● TASK PROMPT
Translate this sentence from the Basis of Presentation passage below into Spanish: "All such adjustments are of a normal, recurring nature unless otherwise disclosed."

● PROVIDED PASSAGE
..........

Basis of Presentation – The accompanying interim consolidated financial statements are unaudited; however, in the opinion of MPLX’s management, these statements reflect all adjustments necessary for a fair statement of the results for the periods reported. All such adjustments are of a normal, recurring nature unless otherwise disclosed. These interim consolidated financial statements, including the notes, have been prepared in accordance with the rules and regulations of the SEC
applicable to interim period financial statements and do not include all of the information and disclosures required by GAAP for complete financial statements. Certain amounts in prior years have been reclassified to conform to current year presentation.

These interim consolidated financial statements should be read in conjunction with the audited consolidated financial statements and notes thereto included in the Annual Report on Form 10-K for the year ended December 31, 2019. The results of operations for the three and nine months ended September 30, 2020 are not necessarily indicative of the results to be expected for the full year.

In relation to the Merger described above and in Note 3, ANDX’s assets, liabilities and results of operations prior to the Merger are collectively included in what we refer to as the “Predecessor” from October 1, 2018, which was the date that MPC acquired Andeavor. MPLX’s acquisition of ANDX is considered a transfer between entities under common control due to MPC’s relationship with ANDX prior to the Merger. As an entity under common control with MPC, MPLX recorded the assets acquired and liabilities assumed on its consolidated balance sheets at MPC’s historical carrying value. For the acquiring entity, transfers of businesses between entities under common control require prior periods to be retrospectively adjusted for those dates that the entity was under common control. Accordingly, the accompanying financial statements and related notes of MPLX LP have been retrospectively adjusted to include the historical results of ANDX beginning October 1, 2018.

..........

● STORED DATA

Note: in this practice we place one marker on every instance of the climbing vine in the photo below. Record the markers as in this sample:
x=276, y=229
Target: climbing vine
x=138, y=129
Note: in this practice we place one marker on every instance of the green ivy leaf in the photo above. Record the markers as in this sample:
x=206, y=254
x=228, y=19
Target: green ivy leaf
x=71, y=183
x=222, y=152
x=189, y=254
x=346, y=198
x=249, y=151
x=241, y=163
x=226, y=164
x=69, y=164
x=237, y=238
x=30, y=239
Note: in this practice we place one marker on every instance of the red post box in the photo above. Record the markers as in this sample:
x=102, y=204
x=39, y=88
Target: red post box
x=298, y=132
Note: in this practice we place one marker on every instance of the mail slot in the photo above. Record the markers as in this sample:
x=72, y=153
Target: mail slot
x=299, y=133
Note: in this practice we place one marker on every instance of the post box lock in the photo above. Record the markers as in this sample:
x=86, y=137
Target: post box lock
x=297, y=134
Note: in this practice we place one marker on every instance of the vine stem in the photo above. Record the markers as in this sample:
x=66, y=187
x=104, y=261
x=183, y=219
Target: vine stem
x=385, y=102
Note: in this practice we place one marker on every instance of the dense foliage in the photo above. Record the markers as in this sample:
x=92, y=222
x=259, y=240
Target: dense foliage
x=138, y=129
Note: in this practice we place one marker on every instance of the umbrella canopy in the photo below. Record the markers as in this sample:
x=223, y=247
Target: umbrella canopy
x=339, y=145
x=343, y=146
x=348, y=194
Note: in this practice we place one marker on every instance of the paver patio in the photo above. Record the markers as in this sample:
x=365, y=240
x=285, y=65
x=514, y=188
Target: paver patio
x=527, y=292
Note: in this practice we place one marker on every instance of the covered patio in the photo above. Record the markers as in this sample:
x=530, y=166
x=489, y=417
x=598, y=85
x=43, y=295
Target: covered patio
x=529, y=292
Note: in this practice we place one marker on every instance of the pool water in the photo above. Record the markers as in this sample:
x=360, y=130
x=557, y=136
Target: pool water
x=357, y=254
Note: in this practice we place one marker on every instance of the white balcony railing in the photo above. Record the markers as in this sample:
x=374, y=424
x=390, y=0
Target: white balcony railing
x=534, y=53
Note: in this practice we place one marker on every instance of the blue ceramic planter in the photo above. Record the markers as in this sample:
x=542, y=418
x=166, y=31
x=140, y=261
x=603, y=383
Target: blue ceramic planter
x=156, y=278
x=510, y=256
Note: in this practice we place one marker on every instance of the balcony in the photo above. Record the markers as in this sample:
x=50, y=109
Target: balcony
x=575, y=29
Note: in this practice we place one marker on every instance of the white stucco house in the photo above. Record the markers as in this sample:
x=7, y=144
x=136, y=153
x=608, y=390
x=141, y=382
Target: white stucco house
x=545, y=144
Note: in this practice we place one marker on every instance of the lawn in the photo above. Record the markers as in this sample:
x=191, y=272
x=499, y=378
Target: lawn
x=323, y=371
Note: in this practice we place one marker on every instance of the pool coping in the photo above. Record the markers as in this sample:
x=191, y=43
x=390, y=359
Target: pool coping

..........

● TASK ANSWER
Todos estos ajustes son de naturaleza normal y recurrente, salvo que se indique lo contrario.